## [DOCUMENT EXTRACT]
● ● ● ● ● ● ●

In the mid-seventies, two groups of WSC clients got together and purchased ASK-21s. There were some really incredible tax breaks at that time, allowing owners of leased aircraft to depreciate them in just a few years. One group, that bought N774KS, included myself, Cecil Arnold (who also owned a 1-26), Gary Quinn, and Judy Silverman. The second group purchased N341KS – the one that Skyline still flies – and was comprised of Fred Winter, Bob Neff, and myself. (By the way, the "KS" in the tail numbers of these planes stands for "Karl Streideick" who was at that time the Schleicher dealer in the US.) These two planes made a huge difference in the way the Company operated, and soon became the favorites of both instructors and customers. With the end of the tax write off period, one group (N774KS) sold their plane to California City Soaring and I sold my share of N341KS to Fred and Bob.
Fred Winter is one of the often unsung heroes of the Club. He learned to fly with the CAP (in power) as a kid. With his partner Bob Neff, he had leased his ASK-21 (N341KS) to WSC. When the Club was formed, they both became founding members, and Fred has taken the lead in maintaining the aircraft almost single-handedly. His selfless and generous support over the years has been a critical factor in the Club's continued success, and is one not fully appreciated by the newer members. In real life, Fred is the technical master at CBS news. He has some neat behind-the-scenes stories to tell!
Tows were done with 150 hp PA-18 Super Cubs and Leo Meacher's Citabria (also owned by Carroll Rands). Later we put a 180 hp engine on a Cub, and later still bought the two Pawnees. On the hot days, everyone wanted the latest, greatest, highest horsepower tow plane - Even if it was only a 1-26 needing a tow. Wasn't a bad idea, though, given the trees around the approaches!

● ● ● ● ● ● ●

## [EXTRACTED ENTRIES]
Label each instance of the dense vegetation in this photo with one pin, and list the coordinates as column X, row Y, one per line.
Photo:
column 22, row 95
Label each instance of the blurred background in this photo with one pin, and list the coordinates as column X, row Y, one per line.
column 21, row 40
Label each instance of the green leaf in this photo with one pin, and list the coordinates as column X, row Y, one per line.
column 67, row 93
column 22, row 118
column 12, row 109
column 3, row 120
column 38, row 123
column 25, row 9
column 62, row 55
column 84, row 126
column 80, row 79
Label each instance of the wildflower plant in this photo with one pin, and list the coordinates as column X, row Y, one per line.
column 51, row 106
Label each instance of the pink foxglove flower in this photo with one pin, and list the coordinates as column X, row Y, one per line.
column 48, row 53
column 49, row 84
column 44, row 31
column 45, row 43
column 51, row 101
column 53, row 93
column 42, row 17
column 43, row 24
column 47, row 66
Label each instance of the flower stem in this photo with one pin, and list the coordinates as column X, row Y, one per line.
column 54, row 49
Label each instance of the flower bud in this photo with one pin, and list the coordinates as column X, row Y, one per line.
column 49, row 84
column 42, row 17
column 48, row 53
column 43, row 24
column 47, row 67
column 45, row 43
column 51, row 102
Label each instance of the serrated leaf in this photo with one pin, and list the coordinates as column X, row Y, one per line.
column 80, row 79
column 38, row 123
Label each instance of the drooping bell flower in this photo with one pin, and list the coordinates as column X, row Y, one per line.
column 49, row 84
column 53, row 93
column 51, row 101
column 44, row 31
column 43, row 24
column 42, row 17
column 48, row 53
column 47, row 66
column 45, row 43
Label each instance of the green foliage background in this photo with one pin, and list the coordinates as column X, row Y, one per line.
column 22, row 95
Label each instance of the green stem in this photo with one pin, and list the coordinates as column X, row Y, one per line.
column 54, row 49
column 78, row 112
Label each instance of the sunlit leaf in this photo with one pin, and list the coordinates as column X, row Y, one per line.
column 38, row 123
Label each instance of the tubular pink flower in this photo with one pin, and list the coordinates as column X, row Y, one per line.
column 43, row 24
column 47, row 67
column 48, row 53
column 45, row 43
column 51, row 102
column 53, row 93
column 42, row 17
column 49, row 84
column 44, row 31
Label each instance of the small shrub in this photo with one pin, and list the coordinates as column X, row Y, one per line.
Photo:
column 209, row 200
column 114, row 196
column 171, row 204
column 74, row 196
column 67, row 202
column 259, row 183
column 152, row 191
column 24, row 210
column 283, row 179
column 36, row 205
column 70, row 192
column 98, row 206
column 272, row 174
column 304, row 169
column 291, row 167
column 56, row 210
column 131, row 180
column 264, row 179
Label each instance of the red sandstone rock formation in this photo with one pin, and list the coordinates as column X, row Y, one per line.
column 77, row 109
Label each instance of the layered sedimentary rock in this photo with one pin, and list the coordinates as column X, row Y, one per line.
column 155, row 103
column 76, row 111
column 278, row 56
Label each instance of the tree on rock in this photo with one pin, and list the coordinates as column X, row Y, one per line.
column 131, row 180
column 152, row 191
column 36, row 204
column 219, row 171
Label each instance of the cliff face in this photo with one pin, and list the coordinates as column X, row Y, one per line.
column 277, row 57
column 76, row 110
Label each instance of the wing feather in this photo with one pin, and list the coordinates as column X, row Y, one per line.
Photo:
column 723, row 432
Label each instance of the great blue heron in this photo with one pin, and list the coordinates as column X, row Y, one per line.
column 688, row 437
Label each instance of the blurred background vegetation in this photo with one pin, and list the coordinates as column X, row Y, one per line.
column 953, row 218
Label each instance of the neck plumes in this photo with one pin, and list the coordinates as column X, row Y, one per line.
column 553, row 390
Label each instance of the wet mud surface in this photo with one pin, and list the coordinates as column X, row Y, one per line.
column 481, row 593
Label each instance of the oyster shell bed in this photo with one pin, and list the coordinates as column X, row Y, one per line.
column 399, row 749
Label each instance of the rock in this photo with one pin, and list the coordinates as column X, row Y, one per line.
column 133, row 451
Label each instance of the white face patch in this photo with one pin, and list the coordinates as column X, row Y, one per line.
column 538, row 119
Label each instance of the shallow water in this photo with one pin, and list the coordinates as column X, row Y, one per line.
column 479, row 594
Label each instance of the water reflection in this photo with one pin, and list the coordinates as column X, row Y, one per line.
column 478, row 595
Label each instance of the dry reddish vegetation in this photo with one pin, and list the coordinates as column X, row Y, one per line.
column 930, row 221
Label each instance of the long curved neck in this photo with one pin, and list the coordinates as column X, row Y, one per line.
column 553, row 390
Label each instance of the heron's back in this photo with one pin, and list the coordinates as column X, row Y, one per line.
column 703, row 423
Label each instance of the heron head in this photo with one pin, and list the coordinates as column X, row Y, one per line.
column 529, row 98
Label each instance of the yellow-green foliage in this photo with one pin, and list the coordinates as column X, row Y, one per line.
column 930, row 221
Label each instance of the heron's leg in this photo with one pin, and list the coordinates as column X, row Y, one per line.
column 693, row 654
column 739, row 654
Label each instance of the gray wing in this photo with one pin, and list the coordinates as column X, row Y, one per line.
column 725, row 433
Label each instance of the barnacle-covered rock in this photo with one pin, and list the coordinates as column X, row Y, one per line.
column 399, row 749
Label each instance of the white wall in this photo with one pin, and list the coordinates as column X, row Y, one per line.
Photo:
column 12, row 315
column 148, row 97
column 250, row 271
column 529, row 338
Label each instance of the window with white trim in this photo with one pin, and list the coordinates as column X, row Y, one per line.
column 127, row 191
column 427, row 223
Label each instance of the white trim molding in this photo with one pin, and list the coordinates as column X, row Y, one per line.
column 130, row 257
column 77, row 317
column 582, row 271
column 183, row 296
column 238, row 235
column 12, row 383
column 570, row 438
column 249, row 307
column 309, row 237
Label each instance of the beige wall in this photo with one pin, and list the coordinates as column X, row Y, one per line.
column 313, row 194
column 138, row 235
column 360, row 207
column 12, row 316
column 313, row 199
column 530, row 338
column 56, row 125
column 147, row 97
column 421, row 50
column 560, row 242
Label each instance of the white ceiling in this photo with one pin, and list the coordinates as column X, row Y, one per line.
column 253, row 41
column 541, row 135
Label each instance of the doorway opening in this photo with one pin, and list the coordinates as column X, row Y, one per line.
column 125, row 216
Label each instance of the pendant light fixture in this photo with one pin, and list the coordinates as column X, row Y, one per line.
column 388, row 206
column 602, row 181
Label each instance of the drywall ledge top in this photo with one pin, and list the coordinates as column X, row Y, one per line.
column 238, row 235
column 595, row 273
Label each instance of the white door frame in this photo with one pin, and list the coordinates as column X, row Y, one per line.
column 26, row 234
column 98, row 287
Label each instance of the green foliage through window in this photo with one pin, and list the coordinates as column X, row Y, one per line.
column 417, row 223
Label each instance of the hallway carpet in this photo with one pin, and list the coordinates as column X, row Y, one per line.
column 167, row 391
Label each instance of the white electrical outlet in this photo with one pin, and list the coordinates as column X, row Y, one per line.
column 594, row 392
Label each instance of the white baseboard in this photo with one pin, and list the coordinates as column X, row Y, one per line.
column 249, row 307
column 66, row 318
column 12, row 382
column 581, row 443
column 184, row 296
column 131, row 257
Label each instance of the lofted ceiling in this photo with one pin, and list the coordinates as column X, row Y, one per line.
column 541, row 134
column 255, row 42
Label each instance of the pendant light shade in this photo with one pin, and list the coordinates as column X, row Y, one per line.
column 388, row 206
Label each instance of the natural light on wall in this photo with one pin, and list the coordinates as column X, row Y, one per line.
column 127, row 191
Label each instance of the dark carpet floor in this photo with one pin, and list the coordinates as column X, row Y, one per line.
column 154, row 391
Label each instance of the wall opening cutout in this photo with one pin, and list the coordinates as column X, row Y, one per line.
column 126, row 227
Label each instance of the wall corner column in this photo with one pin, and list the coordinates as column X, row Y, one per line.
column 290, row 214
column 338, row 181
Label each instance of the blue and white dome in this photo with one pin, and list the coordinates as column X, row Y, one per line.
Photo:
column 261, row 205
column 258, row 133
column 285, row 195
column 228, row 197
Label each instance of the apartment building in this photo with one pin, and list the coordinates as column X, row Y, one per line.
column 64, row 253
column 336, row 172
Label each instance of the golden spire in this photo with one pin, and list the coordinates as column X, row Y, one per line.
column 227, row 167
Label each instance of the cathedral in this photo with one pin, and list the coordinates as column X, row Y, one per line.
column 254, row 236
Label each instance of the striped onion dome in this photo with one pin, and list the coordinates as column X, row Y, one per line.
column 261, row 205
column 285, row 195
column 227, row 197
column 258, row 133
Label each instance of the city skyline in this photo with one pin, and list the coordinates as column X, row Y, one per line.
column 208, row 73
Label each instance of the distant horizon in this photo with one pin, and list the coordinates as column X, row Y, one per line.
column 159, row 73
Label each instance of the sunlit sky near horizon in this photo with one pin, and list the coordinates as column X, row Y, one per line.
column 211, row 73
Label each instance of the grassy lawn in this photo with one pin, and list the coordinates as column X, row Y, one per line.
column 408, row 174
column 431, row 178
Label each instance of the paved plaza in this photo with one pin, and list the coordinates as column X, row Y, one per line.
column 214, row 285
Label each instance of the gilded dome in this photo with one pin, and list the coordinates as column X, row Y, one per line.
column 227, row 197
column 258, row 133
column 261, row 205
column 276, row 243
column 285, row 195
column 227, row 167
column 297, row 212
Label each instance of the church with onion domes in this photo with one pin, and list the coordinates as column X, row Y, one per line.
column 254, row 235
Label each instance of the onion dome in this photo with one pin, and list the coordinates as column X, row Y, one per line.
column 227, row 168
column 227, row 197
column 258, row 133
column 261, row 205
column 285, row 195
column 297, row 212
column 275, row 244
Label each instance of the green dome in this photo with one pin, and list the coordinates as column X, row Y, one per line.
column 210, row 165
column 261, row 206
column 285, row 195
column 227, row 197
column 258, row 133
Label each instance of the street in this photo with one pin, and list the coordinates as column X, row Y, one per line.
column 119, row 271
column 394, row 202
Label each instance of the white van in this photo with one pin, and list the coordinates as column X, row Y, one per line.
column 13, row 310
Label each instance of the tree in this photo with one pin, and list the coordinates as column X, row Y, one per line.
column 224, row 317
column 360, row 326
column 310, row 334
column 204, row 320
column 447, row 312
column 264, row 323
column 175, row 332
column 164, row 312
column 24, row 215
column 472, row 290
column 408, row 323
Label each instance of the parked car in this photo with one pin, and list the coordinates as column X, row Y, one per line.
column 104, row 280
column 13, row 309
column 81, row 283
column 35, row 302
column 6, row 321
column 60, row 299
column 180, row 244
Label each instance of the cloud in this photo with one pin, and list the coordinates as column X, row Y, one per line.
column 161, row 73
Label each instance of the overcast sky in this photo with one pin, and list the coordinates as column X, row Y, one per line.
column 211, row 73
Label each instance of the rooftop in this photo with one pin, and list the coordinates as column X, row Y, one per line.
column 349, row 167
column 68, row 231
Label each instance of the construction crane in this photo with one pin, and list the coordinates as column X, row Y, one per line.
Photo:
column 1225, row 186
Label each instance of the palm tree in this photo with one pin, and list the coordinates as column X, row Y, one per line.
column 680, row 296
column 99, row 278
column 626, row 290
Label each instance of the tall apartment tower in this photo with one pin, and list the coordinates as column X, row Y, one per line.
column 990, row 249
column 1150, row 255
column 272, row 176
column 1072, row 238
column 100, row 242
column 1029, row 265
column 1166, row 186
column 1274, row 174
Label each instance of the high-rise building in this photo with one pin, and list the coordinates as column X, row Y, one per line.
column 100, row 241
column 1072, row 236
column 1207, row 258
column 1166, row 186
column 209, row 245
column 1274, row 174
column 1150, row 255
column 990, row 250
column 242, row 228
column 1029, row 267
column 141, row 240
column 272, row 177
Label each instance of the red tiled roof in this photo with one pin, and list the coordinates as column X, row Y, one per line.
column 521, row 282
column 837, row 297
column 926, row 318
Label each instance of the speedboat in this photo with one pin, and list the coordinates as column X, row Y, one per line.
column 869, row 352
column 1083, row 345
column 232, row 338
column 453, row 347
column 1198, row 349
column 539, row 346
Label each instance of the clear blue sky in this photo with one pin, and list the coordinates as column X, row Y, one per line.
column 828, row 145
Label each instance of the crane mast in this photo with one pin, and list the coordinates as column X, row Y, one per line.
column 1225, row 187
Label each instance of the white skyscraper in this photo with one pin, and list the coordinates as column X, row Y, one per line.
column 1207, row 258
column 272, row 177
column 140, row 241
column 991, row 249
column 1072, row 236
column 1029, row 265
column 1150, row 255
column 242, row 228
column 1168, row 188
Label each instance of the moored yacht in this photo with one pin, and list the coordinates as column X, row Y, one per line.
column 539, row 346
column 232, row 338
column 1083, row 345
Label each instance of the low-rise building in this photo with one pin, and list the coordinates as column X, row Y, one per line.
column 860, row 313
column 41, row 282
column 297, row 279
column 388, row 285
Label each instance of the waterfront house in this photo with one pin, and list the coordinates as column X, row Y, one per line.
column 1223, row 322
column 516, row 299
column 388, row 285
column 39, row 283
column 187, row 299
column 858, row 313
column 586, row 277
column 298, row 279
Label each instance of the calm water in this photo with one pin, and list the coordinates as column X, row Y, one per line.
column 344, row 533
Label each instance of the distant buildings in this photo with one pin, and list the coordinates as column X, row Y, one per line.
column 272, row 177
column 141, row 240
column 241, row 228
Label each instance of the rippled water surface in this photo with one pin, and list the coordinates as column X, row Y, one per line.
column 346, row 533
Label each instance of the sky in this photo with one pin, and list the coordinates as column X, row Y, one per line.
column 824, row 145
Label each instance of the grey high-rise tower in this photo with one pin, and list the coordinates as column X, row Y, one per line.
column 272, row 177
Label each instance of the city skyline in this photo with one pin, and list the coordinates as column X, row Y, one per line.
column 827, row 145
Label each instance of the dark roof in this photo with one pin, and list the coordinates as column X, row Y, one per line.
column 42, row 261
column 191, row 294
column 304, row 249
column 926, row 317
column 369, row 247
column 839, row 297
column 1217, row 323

● ● ● ● ● ● ●

## [WORK TO COMPLETE]
**a.** In the soaring club history, what do the letters "KS" in the tail numbers of the ASK-21s stand for?
**b.** Copy the soaring club history word for word from "Tows were done" to "around the approaches!".
**c.** Carry on the soaring club history past its final sentence.

## [RESULTS IN ORDER]
**a.** They stand for Karl Streideick, who was then the Schleicher dealer in the US.

**b.**
Tows were done with 150 hp PA-18 Super Cubs and Leo Meacher's Citabria (also owned by Carroll Rands). Later we put a 180 hp engine on a Cub, and later still bought the two Pawnees. On the hot days, everyone wanted the latest, greatest, highest horsepower tow plane - Even if it was only a 1-26 needing a tow. Wasn't a bad idea, though, given the trees around the approaches!

**c.**
Some of the major supporters at WSC that aren't active in soaring around here now include Dave Woods, in the center of this picture. For a while, Dave was a very active ASW-19 pilot, and was a regular ground manager for the Company. He went to California to work with George Watkins (left) for a while at Crystal Soaring, after George and his wife Monica bought the Gliderport at Warner Springs, CA. The guy on the right in this picture is Mike Fournier, a corporate pilot and a regular towpilot for the Company. (Mike was a towpilot for Skyline until health problems precluded his flying.)
George Watkins retired as a navy Commander. He was the first naval aviator to make 1,000 carrier landings and was for along time the navy's "master bagger," the pilot with the most carrier traps, a big deal among the boat people. Leo Meacher was "Gorgeous George"'s first squadron commander! When George came on board the carrier, Leo took one look at his vainglorious head of hair and said, "get a haircut!"
Richard 'Old Dog' Wolters stopped by one day – Just visiting. We normally sold his books, but I couldn't find one of them in the trailer for him to sign that day.
Here's how to NOT do a pattern! The Company's towplane (our very own 66) is shown breaking off an approach to land to the west by turning left onto the SW runway at the intersection! You can see a 1-26 that was blocking the runway in the last picture . . . also the people at the office who are understandably excited!! Charlie Lee took this interesting sequence of pictures.
The airport had two runways running roughly SW-NE and E-W. Each was a little over 2,000 feet long; the SW-NE runway terminated in about the middle of the E-W runway, and it was common practice to land to the west, stop in time to be in position to launch to the SW. But the intersection was close to 100' lower than the opposite threshold, and the E-W runway was entirely surrounded by trees. Warrenton Airpark was (and is) a challenging airport, to put it mildly. Over the ca. 15 years WSC operated there, several aircraft were destroyed and several pilots suffered injuries, some serious, and with two fatalities. I personally believe that the airport became increasingly unsuitable for gliders over the years as the trees on and around the facility grew and as the continued failure to get hangars constructed led to increasing maintenance costs for the company.
Derek Piggott was here for the SSA convention, and flew at Warrenton with some of the staff & customers – and with typical British reserve, called it a "difficult place to land."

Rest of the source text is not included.